▸ **Exercise**: Repeat exactly, and only, the lines below starting at the line that contains "Target: person standing on rock" and ending at the line that contains "written like (782,55).", inclusive of both.

▸ **Information provided**:
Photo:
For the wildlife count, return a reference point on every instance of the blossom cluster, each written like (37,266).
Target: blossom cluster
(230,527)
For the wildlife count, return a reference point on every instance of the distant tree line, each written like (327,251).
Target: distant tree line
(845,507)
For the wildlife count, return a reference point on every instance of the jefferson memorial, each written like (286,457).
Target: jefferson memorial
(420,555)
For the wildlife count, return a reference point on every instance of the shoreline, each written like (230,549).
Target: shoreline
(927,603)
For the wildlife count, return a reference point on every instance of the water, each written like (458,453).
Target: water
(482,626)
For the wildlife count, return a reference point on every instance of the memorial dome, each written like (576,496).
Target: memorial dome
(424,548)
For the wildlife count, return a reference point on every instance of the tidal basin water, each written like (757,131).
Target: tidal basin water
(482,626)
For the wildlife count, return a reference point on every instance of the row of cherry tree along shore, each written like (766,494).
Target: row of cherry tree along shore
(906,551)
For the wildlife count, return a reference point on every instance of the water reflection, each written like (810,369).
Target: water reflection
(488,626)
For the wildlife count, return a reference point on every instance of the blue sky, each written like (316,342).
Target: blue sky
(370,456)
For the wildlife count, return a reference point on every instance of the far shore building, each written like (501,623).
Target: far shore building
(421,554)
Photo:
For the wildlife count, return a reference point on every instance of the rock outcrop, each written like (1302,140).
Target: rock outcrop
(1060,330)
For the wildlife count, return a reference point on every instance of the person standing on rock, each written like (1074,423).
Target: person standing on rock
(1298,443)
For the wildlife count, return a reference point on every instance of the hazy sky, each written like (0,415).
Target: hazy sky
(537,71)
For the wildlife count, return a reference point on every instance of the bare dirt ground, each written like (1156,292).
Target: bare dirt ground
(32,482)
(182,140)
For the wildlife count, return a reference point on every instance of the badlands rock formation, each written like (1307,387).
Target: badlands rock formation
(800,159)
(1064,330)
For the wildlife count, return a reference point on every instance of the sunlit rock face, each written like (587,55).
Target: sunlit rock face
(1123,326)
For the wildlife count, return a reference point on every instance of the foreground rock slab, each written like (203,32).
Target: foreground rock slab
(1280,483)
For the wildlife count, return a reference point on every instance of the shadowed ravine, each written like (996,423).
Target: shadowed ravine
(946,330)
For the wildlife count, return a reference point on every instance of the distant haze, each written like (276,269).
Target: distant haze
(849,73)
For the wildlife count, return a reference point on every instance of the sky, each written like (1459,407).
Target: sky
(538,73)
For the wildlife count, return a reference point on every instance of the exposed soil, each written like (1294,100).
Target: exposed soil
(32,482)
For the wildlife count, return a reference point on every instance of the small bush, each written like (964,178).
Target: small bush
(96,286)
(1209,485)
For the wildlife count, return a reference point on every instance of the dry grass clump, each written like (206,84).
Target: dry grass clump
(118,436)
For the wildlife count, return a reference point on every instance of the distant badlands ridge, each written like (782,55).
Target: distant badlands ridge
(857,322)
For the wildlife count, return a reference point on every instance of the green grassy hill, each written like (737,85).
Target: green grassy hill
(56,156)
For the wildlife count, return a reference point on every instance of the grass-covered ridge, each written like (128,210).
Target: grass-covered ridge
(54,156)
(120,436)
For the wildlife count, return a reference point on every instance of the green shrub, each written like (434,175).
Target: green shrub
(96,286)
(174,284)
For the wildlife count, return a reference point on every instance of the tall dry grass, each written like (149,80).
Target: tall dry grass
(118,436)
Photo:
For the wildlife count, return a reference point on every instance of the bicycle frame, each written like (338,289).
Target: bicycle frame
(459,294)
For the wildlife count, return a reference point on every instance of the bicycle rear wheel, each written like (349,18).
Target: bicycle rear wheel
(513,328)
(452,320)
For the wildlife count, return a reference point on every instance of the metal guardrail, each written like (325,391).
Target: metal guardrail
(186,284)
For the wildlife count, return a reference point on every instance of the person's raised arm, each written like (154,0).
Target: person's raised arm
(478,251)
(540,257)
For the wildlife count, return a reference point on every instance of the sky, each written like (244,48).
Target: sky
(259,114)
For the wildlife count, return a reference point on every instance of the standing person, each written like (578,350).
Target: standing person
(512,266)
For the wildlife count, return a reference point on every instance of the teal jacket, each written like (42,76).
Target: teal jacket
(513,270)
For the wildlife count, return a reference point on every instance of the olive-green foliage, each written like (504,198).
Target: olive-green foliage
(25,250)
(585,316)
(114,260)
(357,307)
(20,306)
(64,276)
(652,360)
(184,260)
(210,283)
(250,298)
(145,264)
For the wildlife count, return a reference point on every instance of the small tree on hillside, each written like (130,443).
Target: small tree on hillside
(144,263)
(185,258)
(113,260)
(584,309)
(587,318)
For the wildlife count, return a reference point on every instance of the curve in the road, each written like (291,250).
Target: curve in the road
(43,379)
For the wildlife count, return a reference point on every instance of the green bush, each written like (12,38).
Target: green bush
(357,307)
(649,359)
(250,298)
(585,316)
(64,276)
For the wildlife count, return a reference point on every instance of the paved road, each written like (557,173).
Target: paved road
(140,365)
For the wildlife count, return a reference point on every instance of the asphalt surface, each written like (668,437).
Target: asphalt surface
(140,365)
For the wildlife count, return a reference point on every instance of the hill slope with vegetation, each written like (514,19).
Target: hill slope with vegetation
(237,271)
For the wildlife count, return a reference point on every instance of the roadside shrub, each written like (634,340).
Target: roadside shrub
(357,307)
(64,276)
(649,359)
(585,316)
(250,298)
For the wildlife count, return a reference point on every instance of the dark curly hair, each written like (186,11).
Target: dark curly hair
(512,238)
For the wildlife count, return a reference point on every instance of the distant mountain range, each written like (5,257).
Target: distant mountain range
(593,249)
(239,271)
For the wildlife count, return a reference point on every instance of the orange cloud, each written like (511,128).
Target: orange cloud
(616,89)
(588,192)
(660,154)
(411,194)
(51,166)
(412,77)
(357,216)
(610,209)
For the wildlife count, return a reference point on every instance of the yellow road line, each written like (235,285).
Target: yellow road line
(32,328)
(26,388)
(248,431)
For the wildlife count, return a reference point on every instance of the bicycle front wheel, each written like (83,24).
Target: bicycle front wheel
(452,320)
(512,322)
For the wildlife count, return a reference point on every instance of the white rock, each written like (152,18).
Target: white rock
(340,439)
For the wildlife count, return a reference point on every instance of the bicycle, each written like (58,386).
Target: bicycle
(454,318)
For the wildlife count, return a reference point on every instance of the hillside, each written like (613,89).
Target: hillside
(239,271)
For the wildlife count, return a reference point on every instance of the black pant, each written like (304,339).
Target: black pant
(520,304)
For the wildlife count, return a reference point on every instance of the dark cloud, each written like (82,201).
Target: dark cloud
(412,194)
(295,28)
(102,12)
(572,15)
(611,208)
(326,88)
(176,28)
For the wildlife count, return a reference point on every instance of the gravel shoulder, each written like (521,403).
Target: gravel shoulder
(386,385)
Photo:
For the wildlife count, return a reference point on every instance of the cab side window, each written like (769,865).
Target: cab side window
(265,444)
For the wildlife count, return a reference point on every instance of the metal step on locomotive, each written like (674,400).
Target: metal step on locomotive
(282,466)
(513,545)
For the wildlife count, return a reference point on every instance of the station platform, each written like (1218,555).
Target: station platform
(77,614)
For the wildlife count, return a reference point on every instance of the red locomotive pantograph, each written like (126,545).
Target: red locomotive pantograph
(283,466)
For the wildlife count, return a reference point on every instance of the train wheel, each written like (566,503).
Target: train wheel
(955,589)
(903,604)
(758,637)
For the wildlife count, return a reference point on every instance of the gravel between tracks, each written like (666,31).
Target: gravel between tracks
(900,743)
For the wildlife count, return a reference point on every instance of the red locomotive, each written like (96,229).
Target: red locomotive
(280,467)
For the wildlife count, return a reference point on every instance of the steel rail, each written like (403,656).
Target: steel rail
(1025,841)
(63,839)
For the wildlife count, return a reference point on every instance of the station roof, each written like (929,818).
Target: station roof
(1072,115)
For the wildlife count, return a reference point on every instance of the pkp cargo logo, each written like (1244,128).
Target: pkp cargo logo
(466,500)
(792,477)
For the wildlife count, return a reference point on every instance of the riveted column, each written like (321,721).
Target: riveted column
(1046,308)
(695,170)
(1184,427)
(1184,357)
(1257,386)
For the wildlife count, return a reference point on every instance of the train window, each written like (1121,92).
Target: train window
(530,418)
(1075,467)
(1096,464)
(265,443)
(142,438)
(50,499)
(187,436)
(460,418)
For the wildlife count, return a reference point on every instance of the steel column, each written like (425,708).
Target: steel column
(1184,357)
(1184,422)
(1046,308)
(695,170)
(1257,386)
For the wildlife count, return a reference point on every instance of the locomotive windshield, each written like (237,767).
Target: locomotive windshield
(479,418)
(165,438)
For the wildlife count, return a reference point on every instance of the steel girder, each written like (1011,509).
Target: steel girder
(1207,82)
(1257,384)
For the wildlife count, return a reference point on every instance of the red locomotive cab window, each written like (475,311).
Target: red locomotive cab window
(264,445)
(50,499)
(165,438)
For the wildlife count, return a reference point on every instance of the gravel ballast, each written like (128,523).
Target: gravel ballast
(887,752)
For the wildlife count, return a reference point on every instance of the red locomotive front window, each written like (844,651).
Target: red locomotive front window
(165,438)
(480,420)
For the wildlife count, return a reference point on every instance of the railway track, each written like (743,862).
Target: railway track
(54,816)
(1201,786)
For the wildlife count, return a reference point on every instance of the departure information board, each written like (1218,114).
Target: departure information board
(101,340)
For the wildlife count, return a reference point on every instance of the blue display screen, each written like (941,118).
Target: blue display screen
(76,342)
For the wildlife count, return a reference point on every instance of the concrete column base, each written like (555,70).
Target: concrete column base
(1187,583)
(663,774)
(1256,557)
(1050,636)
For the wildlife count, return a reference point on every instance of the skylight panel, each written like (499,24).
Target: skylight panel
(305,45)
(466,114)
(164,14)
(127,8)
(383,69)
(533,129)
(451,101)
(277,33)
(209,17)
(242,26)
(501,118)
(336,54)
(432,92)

▸ **Solution to this exercise**:
Target: person standing on rock
(1298,443)
For the wildlife count, return a reference point on every instance of the hazy sky, each written like (0,415).
Target: hazy sky
(537,71)
For the wildlife count, return a reference point on every instance of the bare dirt ground, each written like (1156,292).
Target: bare dirt ground
(32,482)
(182,140)
For the wildlife count, return a reference point on every instance of the badlands rock formation, each written like (1307,387).
Target: badlands rock formation
(800,159)
(1064,330)
For the wildlife count, return a reference point on every instance of the sunlit rock face, each written like (587,55).
Target: sunlit rock face
(1123,326)
For the wildlife count, return a reference point on every instance of the foreground rock slab, each written like (203,32).
Target: foreground rock slab
(1280,483)
For the wildlife count, return a reference point on every instance of the shadowed ravine, each written like (996,423).
Target: shadowed ravine
(946,330)
For the wildlife count, return a reference point on every instance of the distant haze, each written like (276,269).
Target: distant haze
(849,73)
For the wildlife count, return a reference point on every instance of the sky, each written like (1459,407).
Target: sky
(538,73)
For the wildlife count, return a reference point on every instance of the exposed soil, each written like (1294,100).
Target: exposed soil
(32,482)
For the wildlife count, return a reference point on every instance of the small bush, each written like (964,178).
Target: small bush
(96,286)
(1209,485)
For the wildlife count, return a reference point on every instance of the dry grass clump, each written like (206,84).
Target: dry grass clump
(118,436)
For the wildlife count, return a reference point on every instance of the distant badlands ridge, each written like (782,55).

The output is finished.